Given exercise:
Copy out the lines below word for word, but leave out the pictures.
-- Data provided start --
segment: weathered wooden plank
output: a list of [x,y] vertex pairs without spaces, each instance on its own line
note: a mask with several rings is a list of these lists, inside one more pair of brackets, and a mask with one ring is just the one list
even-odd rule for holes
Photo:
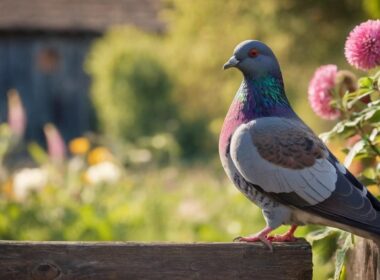
[[276,243],[0,241],[0,279],[312,279],[303,240]]
[[348,252],[347,280],[380,280],[379,245],[355,237],[355,247]]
-- Data provided end --
The response:
segment: weathered wooden plank
output: a list of [x,y] vertex pairs without spaces, each instance on its own line
note: a mask with several rings is a list of these lists, inside one more pair of brackets, and a mask with one ring is just the one list
even-odd rule for holes
Photo:
[[276,243],[0,241],[0,279],[312,279],[303,240]]
[[348,252],[347,280],[380,280],[379,245],[355,237],[355,247]]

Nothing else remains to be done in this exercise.